▶ DATA RECORDS:
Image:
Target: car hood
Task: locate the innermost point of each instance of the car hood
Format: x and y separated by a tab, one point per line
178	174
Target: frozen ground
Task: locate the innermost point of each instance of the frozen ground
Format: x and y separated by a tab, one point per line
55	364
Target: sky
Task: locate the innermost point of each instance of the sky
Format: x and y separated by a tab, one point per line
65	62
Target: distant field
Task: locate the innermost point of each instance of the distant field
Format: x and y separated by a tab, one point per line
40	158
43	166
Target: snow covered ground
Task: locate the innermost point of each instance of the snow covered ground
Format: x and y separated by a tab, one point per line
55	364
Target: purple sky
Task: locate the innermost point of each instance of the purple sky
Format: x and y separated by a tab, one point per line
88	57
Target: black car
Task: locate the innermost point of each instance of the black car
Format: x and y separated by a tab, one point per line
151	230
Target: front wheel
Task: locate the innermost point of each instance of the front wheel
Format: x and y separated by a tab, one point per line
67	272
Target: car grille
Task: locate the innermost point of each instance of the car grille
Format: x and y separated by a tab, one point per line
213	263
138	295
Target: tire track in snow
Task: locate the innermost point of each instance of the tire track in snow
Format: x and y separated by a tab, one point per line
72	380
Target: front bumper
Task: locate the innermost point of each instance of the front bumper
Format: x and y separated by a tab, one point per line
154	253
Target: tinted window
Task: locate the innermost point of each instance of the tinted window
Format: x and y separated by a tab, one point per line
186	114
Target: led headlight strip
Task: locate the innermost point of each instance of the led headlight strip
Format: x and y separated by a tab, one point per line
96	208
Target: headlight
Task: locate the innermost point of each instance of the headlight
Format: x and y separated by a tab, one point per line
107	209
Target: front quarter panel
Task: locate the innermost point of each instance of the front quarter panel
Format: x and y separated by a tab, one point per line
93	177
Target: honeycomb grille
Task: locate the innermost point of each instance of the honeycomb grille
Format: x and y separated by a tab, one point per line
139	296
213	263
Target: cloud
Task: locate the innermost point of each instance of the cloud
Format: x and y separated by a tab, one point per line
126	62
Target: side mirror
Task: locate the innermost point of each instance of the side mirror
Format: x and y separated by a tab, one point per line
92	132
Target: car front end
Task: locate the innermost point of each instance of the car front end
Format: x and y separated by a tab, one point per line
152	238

▶ WHAT IS NEEDED:
Make an exact copy of every entry.

▶ COMPLETE OUTPUT:
Image:
Target: car hood
Task: locate the innermost point of each instance of the car hood
Format: x and y separated by a tab, one point per line
178	174
Target: frozen ground
Task: locate the innermost point of each instance of the frozen ground
Format: x and y separated by a tab, one point per line
55	364
Target: sky
Task: locate the innermost point of each instance of the sky
Format: x and y separated by a tab, one point per line
65	62
Target: distant field
Task: locate the innermost point of each instance of the distant field
Format: x and y separated by a tab, one point per line
40	158
43	166
Target: snow covered ground
Task: locate the innermost point of each instance of the snow covered ground
Format: x and y separated by a tab, one point per line
55	364
Target: purple sky
Task: locate the innermost point of each instance of the purple sky
Format: x and y separated by a tab, one point per line
88	57
Target: black car
Task: locate the innermost point of each instance of the black car
Format: x and y separated by a tab, one point per line
151	230
Target: front wheel
Task: locate the innermost point of each instance of the front wheel
Format: x and y separated by a tab, one point per line
67	272
Target: car grille
Task: locate the innermost point of each instance of the car grille
Format: x and y separated by a tab, one point per line
213	263
138	295
Target: tire track in snow
Task: locate the innermost point of each instance of the tire track in snow
Format: x and y separated by a tab, one point per line
72	380
Target: front bumper
Task: locate the innermost point of each instance of the front bumper
Format: x and y separated by a tab, one point per line
154	253
Target: tinted window
Task: locate the innermost point of each instance of the tinted window
Format: x and y separated by a tab, one point per line
186	114
Target: led headlight strip
Task: locate the innermost point of each instance of the led headlight strip
Format: x and y separated by a tab, one point per line
96	208
Target: headlight
Task: locate the innermost point of each instance of the headlight
Format: x and y separated by a tab, one point per line
107	209
Target: front quarter panel
Task: locate the innermost point of each instance of the front quarter panel
Format: x and y separated by a tab, one point per line
93	177
Target: honeycomb grille
Task: locate the innermost point of each instance of the honeycomb grille
Format: x and y separated by a tab, one point per line
139	296
213	263
Target: cloud
Task: locate the innermost point of each instance of the cloud
Format: x and y separated by a tab, one point per line
126	62
Target: side mirror
Task: locate the innermost point of each instance of the side mirror
Format: x and y separated by a tab, one point per line
92	132
Target: car front end
Task: locate the innermost point of each instance of the car front end
Format: x and y separated by a tab, one point per line
152	238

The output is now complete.